The data below is to be repeated in full, exactly as shown.

[Natural-language object grounding data]
_ _ _ _ _ _ _

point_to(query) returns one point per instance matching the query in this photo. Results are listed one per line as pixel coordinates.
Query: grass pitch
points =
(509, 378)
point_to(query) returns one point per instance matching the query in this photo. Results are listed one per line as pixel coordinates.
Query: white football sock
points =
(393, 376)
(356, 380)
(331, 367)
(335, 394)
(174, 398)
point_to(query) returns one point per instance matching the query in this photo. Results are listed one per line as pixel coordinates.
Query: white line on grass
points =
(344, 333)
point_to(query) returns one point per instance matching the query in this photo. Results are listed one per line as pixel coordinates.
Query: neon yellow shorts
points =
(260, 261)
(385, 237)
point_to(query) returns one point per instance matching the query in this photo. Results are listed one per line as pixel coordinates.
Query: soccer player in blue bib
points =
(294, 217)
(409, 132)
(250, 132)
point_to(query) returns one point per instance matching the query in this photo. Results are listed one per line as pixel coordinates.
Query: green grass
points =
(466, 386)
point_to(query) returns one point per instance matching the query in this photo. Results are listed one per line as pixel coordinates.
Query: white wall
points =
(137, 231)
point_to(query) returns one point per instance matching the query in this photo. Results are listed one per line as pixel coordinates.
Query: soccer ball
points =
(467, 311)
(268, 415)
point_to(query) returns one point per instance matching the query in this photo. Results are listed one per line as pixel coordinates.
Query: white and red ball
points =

_ _ _ _ _ _ _

### Result for this exercise
point_to(query) returns one point per instance matching the query in this photo. Results are listed one per line as pixel coordinates.
Query: grass pitch
points =
(509, 378)
point_to(query) returns one point per instance matching the query in this photo. Results are listed one per line as pixel coordinates.
Query: white football sock
points =
(393, 376)
(356, 380)
(331, 367)
(335, 394)
(174, 398)
point_to(query) returns one point per instance matching the query in this photo. Results are listed one per line as pixel coordinates.
Query: white line on grass
points =
(344, 333)
point_to(query) returns one point per instance matching the query in this photo. Results are listed one per line as pixel coordinates.
Query: neon yellow shorts
points =
(260, 261)
(385, 237)
point_to(query) returns one point per instance matching the query in this photo. Results are listed one per line as pixel coordinates.
Query: soccer player in blue bib
points =
(294, 217)
(409, 132)
(250, 132)
point_to(query) returns one point per instance matching the query in this photo. Results are listed one per line as pixel coordinates.
Query: green grass
points =
(466, 386)
point_to(query) returns one point per instance matching the query in this photo. Results are listed one per line as pixel coordinates.
Query: white wall
points =
(137, 231)
point_to(query) returns one point per instance matching the query in this photo. Results are listed one per line as pixel coordinates.
Query: soccer ball
points =
(467, 311)
(268, 415)
point_to(query) returns one point per instance matching the query in this photo. Results are listed one per line as pixel coordinates.
Query: white and red ball
points =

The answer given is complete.